### What you have to do
As soon as the line containing "target | officer holding rifle" appears in the material below, start returning lines exactly, and end with the line containing "target | parked motorcycle".

### Data excerpts
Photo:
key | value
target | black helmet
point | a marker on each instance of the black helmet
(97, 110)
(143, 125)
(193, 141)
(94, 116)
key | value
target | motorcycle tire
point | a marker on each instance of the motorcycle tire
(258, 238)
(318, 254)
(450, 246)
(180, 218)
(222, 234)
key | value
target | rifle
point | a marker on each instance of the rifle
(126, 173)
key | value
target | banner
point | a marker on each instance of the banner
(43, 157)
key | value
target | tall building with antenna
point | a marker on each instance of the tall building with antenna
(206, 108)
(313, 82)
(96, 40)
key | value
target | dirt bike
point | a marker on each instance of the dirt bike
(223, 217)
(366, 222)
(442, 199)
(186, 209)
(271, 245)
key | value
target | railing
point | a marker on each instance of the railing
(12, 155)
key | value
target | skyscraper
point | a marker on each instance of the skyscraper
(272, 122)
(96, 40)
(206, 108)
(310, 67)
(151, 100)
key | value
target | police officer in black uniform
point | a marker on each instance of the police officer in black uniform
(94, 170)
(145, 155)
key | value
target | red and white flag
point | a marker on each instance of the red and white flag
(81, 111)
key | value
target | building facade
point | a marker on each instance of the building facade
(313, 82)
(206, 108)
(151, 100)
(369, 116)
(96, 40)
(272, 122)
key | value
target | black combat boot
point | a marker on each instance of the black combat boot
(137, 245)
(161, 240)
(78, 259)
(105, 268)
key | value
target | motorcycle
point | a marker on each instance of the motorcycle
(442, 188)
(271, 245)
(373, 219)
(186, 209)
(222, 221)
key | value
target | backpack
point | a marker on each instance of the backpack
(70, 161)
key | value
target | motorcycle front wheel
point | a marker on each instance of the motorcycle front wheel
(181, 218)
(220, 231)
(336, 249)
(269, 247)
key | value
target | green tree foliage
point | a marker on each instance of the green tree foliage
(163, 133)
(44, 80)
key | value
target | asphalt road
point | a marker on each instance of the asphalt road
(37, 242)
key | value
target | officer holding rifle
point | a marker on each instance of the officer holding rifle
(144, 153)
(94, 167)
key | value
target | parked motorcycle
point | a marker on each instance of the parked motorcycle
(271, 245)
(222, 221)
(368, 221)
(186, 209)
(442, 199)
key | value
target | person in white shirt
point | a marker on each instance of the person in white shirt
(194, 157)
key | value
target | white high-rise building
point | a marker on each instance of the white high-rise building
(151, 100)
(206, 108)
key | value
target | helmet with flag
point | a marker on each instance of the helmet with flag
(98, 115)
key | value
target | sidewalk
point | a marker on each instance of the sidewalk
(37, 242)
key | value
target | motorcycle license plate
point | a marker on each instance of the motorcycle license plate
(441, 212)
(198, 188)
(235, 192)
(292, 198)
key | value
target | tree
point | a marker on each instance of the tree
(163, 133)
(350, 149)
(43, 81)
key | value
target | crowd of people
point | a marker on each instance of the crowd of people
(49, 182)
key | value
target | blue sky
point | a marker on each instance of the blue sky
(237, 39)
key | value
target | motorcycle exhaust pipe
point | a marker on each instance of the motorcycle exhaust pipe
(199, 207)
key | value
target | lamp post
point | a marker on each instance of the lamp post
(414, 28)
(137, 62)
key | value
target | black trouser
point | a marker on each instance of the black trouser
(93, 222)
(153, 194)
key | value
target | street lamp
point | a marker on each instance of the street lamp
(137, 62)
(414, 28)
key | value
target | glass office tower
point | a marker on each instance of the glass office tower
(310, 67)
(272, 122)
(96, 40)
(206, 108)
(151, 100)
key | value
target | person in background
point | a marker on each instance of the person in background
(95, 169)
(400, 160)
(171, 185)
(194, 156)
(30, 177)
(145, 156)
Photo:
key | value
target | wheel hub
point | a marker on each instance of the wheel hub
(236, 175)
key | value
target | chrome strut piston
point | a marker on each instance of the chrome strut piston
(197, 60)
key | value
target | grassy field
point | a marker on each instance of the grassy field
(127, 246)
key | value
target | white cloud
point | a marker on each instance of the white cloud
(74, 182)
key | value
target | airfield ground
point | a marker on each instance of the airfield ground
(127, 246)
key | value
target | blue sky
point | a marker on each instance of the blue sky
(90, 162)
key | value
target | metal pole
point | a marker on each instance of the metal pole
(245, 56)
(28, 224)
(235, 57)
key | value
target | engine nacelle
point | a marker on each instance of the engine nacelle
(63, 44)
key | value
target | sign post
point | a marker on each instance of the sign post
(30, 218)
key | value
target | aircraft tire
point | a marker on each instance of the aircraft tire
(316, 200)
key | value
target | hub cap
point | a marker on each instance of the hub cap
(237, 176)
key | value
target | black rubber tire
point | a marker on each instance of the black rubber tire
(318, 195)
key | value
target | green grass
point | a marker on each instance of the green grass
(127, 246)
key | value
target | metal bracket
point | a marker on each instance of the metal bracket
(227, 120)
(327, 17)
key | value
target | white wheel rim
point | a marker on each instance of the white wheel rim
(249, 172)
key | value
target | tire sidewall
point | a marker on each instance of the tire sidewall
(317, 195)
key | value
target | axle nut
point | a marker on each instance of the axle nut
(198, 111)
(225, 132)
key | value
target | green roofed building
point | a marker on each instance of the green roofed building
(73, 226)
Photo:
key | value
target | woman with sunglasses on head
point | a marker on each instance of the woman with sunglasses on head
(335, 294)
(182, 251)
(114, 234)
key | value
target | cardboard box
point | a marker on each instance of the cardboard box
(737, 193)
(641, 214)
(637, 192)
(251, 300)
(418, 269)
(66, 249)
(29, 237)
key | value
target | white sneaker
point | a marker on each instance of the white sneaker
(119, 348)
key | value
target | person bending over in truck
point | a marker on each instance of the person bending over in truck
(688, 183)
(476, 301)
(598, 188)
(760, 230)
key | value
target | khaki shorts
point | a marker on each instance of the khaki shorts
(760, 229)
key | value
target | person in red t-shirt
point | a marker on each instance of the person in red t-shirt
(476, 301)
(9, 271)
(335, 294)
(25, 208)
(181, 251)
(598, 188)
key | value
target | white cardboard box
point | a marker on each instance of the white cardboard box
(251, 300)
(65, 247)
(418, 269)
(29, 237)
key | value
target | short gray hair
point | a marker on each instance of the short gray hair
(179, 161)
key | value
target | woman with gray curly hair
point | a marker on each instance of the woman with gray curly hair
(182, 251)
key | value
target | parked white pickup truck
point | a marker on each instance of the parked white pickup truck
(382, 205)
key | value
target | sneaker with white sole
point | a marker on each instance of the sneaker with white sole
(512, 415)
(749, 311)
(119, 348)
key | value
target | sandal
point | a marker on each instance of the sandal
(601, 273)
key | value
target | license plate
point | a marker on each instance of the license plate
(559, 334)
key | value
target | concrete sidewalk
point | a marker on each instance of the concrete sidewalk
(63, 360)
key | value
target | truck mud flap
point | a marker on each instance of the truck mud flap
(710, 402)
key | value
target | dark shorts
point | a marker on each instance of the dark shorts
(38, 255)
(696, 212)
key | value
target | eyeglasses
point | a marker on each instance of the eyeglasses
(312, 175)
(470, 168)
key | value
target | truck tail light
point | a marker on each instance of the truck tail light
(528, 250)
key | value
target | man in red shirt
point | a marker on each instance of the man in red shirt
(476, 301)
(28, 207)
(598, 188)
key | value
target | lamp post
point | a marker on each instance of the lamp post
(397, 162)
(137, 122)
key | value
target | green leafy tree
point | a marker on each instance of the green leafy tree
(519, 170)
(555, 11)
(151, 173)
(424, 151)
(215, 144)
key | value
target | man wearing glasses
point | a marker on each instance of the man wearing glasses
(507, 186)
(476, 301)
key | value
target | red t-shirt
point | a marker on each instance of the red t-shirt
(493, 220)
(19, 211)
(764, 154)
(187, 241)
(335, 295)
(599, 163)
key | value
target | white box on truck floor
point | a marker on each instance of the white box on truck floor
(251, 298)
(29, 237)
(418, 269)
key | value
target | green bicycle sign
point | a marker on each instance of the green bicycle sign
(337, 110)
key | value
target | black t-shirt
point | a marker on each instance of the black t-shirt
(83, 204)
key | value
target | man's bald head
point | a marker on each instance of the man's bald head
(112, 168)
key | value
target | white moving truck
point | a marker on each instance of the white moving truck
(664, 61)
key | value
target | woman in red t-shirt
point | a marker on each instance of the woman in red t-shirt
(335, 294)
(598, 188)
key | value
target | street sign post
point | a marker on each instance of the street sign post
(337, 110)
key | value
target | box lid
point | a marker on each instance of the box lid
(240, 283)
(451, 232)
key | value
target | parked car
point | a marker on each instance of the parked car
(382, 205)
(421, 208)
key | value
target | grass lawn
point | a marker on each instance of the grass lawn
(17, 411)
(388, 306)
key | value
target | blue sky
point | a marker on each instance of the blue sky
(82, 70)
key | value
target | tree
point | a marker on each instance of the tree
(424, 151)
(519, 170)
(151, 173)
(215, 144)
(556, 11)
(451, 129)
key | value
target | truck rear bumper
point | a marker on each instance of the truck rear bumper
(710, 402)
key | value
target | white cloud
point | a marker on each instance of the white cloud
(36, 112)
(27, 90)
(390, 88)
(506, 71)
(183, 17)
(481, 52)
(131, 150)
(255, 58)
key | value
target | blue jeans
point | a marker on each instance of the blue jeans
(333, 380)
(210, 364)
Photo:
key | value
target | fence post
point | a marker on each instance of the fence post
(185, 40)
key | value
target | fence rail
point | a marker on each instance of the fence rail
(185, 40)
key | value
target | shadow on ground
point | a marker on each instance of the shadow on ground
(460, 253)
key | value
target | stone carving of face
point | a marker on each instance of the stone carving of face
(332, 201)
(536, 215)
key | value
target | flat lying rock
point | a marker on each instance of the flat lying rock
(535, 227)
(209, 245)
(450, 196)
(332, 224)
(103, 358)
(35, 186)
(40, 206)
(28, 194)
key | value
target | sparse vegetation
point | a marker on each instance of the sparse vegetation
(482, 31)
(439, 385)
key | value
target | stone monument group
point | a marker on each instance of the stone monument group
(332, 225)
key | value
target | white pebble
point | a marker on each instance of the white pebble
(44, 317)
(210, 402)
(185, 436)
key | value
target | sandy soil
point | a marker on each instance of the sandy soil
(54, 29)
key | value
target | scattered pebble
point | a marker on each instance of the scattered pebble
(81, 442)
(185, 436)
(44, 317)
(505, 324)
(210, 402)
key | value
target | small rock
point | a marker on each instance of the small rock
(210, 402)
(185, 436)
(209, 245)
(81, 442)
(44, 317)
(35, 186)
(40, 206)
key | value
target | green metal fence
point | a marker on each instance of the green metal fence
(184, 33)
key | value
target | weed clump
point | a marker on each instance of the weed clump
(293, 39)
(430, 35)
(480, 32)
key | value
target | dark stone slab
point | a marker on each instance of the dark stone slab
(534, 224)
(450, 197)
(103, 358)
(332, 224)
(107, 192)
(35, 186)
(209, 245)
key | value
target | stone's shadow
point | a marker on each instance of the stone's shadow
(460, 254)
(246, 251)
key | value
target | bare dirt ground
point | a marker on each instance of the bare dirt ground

### Answer box
target | officer holding rifle
point | a marker on each instance of the officer holding rifle
(144, 153)
(94, 167)
key | value
target | parked motorcycle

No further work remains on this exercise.